START PROVIDED DATA

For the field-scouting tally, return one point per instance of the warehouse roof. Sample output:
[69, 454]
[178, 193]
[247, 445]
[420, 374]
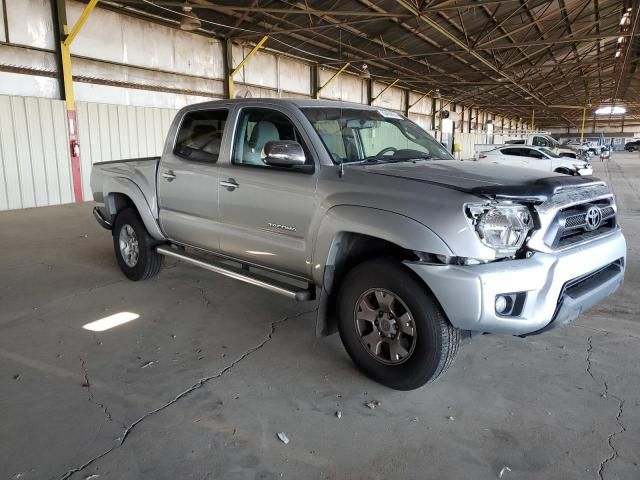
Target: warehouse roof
[512, 56]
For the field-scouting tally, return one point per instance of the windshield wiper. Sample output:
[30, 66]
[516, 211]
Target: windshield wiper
[412, 159]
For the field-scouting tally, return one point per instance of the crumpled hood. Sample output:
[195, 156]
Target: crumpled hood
[478, 178]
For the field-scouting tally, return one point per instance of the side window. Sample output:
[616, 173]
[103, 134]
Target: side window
[512, 151]
[540, 142]
[534, 153]
[256, 127]
[200, 135]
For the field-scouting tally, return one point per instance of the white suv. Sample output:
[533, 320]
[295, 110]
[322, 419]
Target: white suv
[538, 158]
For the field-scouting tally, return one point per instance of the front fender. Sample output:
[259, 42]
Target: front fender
[398, 229]
[127, 187]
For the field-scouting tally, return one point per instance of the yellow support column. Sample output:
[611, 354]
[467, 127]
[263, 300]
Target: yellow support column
[230, 84]
[333, 77]
[533, 119]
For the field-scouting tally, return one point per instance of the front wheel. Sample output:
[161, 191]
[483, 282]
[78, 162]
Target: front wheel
[392, 327]
[134, 247]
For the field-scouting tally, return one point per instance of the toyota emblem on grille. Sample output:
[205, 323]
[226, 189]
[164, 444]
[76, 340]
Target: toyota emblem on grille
[593, 218]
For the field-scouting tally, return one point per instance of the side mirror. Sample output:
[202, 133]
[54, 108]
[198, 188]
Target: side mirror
[283, 153]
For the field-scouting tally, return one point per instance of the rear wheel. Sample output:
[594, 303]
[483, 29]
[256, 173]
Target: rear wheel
[134, 247]
[392, 327]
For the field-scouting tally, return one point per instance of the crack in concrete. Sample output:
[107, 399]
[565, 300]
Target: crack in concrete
[92, 399]
[605, 394]
[206, 300]
[200, 383]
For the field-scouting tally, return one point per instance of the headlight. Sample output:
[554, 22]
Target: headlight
[501, 227]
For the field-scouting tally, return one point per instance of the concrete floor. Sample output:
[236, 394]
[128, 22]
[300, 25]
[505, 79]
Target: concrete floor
[232, 365]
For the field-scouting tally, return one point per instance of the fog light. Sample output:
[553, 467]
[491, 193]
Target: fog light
[503, 304]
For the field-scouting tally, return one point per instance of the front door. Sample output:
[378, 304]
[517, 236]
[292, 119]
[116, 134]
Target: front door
[188, 180]
[266, 211]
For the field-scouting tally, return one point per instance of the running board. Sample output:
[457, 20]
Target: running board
[244, 275]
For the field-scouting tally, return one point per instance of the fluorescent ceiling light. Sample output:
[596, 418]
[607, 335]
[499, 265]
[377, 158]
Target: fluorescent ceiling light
[111, 321]
[611, 111]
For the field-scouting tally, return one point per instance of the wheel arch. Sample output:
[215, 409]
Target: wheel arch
[120, 193]
[350, 235]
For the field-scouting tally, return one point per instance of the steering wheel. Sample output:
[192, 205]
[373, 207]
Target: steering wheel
[386, 150]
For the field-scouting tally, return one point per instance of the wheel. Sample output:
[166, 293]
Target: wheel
[392, 327]
[134, 247]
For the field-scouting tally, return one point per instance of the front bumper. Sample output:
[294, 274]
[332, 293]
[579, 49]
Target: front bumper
[558, 286]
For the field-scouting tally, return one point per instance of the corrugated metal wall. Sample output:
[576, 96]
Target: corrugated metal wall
[34, 145]
[116, 132]
[34, 158]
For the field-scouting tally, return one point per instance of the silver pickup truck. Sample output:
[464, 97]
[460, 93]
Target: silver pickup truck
[407, 250]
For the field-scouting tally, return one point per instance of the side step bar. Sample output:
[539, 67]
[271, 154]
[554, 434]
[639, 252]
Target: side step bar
[244, 275]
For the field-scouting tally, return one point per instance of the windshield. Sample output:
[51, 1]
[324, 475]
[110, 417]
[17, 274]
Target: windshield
[549, 152]
[553, 142]
[358, 135]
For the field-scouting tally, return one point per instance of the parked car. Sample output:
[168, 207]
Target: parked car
[591, 147]
[535, 140]
[538, 158]
[407, 249]
[632, 146]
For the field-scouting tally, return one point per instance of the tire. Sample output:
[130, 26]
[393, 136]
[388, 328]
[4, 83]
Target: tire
[128, 227]
[431, 349]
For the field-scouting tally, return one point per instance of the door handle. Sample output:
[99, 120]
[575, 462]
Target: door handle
[230, 184]
[169, 175]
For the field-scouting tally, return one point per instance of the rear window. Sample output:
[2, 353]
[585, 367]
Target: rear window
[200, 135]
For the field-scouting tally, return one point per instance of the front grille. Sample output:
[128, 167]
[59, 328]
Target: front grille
[571, 225]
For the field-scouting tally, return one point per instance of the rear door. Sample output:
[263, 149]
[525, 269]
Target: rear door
[188, 179]
[266, 211]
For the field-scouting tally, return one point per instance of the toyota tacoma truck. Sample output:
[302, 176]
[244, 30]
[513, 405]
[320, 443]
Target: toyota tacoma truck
[407, 250]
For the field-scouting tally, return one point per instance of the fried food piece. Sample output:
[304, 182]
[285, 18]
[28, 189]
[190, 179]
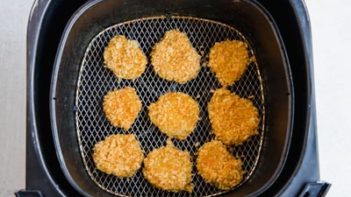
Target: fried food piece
[229, 60]
[169, 168]
[218, 167]
[119, 155]
[175, 114]
[125, 58]
[174, 58]
[122, 107]
[233, 119]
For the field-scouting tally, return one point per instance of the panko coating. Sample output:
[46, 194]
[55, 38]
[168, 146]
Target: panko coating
[233, 119]
[175, 114]
[122, 107]
[174, 58]
[169, 168]
[119, 155]
[229, 60]
[125, 58]
[217, 166]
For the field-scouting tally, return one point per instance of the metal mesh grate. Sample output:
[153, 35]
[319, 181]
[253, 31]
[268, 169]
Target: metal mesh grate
[95, 81]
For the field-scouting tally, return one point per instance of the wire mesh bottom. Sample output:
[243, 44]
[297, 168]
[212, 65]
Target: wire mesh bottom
[95, 81]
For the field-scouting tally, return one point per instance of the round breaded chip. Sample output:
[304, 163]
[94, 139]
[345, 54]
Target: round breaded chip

END PROVIDED DATA

Lines above that contain the string "breaded" make up the answer.

For the field-scouting tally, return one point per instance of the round breaded chip. Sample output:
Target: round breaded chip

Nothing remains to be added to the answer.